--- Start Selected passage ---
There was a lot to take in; in fact there were 144 pages of the stuff.

A lot of the information concerned the leadership’s ‘vision’ for the future of Horsham district, and in particular Horsham town and the surrounding area.

Priorities were set out and I was particularly keen to see if there were plans for providing the necessary infrastructure to support all the new developments that are springing up here, there and apparently everywhere in the north of the district.

The West of Horsham developments near Broadbridge Heath and the urbanisation planned for North Horsham alone count for over 5,000 new homes in close proximity to the town.

Then, of course, there are all those relatively smaller developments and ‘infillings’ dotted about the place.

I’m afraid I found little evidence of actual plans for major infrastructure provision. There are plenty of pious hopes for improved transport, education, health and employment in the future, but precious little factual information about how these goodies are actually going to be delivered and financed.

Still, I’m sure they’ve got it covered. Or have they? Remember the £14 million infrastructure black hole for the West of Horsham?

Let’s take transport first - dickering about with roundabouts and footbridges over major roads is really not going to cut the mustard when it comes to dealing with the huge impact all the additional traffic is going to have on roads in the area.
--- End Selected passage ---
» Aim 1:
Tally the lines of the records that contain the string "dark", with case counting, and give only the number.
The text and the records come from unrelated sources.
--- Start Input records ---
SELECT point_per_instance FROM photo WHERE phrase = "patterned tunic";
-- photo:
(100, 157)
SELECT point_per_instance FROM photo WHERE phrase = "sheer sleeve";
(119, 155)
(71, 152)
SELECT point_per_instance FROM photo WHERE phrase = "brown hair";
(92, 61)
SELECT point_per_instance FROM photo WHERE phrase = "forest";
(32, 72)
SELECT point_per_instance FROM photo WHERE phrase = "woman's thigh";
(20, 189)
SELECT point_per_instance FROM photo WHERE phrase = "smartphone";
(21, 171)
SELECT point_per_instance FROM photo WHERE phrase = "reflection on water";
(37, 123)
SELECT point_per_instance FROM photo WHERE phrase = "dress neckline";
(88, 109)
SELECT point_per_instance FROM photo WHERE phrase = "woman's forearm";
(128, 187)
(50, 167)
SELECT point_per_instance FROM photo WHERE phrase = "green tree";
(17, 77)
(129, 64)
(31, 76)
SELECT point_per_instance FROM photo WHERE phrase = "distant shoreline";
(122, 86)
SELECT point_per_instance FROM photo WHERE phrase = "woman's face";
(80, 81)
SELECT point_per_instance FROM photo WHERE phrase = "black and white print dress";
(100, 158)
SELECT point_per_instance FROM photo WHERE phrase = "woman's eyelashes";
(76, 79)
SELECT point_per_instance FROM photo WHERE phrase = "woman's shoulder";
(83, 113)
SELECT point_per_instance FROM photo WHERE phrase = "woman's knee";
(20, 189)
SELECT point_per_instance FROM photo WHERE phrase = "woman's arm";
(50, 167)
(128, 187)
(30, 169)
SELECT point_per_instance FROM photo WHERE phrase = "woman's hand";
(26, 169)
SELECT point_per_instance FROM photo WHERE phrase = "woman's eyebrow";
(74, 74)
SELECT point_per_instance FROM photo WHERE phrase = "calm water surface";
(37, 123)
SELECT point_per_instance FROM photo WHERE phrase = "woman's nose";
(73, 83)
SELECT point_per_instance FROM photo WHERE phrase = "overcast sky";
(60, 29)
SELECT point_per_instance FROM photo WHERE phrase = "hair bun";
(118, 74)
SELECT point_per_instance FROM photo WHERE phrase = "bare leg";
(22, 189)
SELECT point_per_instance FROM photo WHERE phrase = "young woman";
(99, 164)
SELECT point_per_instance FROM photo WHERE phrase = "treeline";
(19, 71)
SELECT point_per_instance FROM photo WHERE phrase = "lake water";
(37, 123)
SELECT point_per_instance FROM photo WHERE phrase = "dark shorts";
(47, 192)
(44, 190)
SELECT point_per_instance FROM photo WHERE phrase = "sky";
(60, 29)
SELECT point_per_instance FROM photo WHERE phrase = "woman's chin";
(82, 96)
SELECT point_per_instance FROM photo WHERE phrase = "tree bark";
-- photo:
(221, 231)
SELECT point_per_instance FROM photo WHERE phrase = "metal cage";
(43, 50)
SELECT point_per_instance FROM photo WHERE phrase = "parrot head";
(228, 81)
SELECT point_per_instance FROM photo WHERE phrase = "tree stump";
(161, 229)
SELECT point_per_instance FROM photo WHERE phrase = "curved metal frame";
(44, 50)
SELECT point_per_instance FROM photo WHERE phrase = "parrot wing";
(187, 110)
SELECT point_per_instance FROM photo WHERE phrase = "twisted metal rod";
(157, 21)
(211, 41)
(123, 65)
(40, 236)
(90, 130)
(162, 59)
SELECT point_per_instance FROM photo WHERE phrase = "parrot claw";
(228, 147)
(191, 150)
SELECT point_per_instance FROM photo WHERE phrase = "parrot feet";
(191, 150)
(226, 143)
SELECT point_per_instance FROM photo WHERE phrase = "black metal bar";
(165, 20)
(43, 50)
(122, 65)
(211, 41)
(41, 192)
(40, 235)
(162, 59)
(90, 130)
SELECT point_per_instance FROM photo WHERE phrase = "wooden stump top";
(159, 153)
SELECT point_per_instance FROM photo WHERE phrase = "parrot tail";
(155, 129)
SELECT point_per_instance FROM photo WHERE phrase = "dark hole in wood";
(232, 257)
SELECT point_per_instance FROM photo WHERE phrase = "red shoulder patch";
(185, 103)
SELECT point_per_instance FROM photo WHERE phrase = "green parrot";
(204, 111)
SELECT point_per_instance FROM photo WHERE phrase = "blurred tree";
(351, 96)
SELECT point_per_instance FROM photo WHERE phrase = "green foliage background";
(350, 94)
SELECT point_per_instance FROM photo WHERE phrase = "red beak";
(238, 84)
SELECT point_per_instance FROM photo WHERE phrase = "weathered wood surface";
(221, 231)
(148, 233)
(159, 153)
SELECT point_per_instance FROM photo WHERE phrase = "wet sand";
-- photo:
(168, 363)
--- End Input records ---
--- Start Input records ---
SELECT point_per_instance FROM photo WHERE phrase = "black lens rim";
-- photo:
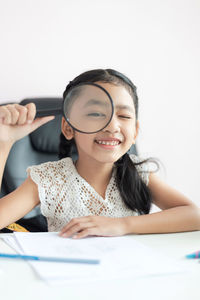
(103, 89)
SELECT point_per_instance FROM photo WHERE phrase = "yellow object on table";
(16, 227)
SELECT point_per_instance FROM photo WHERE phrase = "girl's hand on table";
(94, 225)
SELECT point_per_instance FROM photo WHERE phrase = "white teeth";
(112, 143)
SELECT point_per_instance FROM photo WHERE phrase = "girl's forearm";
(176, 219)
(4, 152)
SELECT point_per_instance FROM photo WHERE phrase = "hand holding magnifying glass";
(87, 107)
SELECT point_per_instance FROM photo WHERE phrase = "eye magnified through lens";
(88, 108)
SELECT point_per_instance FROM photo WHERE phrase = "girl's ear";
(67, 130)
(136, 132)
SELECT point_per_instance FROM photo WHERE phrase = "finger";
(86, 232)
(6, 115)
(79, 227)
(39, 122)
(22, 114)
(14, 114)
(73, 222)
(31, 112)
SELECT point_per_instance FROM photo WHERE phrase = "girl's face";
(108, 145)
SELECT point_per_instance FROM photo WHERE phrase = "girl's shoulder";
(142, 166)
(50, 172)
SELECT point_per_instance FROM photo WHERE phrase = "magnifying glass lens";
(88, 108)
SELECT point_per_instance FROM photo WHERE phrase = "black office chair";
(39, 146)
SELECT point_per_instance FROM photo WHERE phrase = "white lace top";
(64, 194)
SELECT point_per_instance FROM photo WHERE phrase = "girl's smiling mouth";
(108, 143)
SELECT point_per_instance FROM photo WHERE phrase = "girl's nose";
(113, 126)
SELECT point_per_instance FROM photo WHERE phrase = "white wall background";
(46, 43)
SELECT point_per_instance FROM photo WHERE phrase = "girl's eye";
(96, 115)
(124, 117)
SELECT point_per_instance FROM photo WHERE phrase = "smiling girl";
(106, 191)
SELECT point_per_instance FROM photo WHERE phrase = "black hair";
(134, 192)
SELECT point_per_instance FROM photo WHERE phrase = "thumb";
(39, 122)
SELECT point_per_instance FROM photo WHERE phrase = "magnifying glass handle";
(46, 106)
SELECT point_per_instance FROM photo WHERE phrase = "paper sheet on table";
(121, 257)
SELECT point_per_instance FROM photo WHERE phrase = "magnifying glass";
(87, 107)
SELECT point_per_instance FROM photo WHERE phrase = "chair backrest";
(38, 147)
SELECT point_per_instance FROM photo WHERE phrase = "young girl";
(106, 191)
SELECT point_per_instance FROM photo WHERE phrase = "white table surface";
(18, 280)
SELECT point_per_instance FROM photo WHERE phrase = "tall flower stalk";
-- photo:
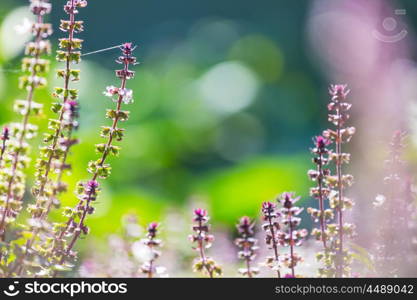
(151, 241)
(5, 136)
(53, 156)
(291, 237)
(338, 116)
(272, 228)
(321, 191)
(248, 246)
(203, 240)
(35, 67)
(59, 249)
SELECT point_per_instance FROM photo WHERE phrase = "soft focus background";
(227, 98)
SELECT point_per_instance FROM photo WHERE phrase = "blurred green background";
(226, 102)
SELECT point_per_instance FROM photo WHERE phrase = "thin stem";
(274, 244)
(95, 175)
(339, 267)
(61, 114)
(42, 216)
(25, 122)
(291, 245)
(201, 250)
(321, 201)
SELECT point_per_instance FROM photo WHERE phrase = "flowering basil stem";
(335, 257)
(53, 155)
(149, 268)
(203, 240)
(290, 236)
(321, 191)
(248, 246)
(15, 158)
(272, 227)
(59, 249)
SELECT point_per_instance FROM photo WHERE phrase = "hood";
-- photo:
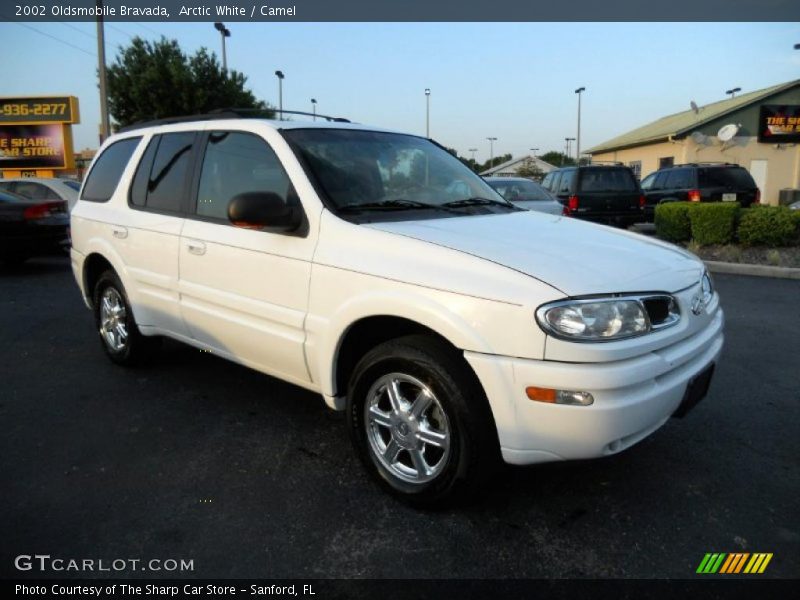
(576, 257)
--- End Input records ---
» Aim 2:
According to the passage on Horsham district, how many new homes do the West of Horsham developments and the urbanisation planned for North Horsham count for?

» Exercise result 1:
2

» Exercise result 2:
Over 5,000 new homes.